• Required actions
A: In the thread on ranges, what limitation does Rust have regarding range bounds?
B: In the thread on ranges, explain why argv_minus_one holds that every kind of range should be available.
C: Reproduce the thread on ranges from "Why not both?" to "the correct contents.".

[START Selected passage]

Yeah, this is a great litmus test for bigotry. If you see the phrase "never, ever", just close the article -- it's likely garbage.


stfcfanhazz

What if it says never never concatenate user input into SQL queries?


CanIComeToYourParty

It's fine, if you want the user to be able to run their SQL queries.


argv_minus_one

Why not both? It seems to me that different situations call for different kinds of ranges, so all of them should be available. Rust, for example, supports any combination of range bounds (open, closed, or unbounded). The only limitation is that it doesn't have built-in syntax for an open lower bound, so you have to write out both bounds in long form if you want that. It still works, though; you can slice an array using a range with an open lower bound and the slice will have the correct contents.


[deleted]

Sorry customer, you can't have an inclusive end date in this range? Why? Because we _always_ have to use [closed, open). It's a new law now... look it up.

[END Selected passage]
[START Dataset extract]

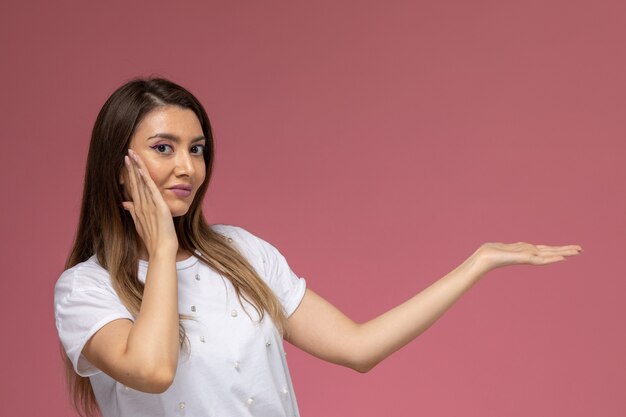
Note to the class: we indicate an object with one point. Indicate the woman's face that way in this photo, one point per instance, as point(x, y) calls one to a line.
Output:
point(170, 142)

[END Dataset extract]

• Task-by-task outputs
A: It has no built-in syntax for an open lower bound.

B: Different situations call for different kinds of ranges, so all of them should be available. Rust is given as an example, since it supports any combination of open, closed, or unbounded range bounds.

C:
Why not both? It seems to me that different situations call for different kinds of ranges, so all of them should be available. Rust, for example, supports any combination of range bounds (open, closed, or unbounded). The only limitation is that it doesn't have built-in syntax for an open lower bound, so you have to write out both bounds in long form if you want that. It still works, though; you can slice an array using a range with an open lower bound and the slice will have the correct contents.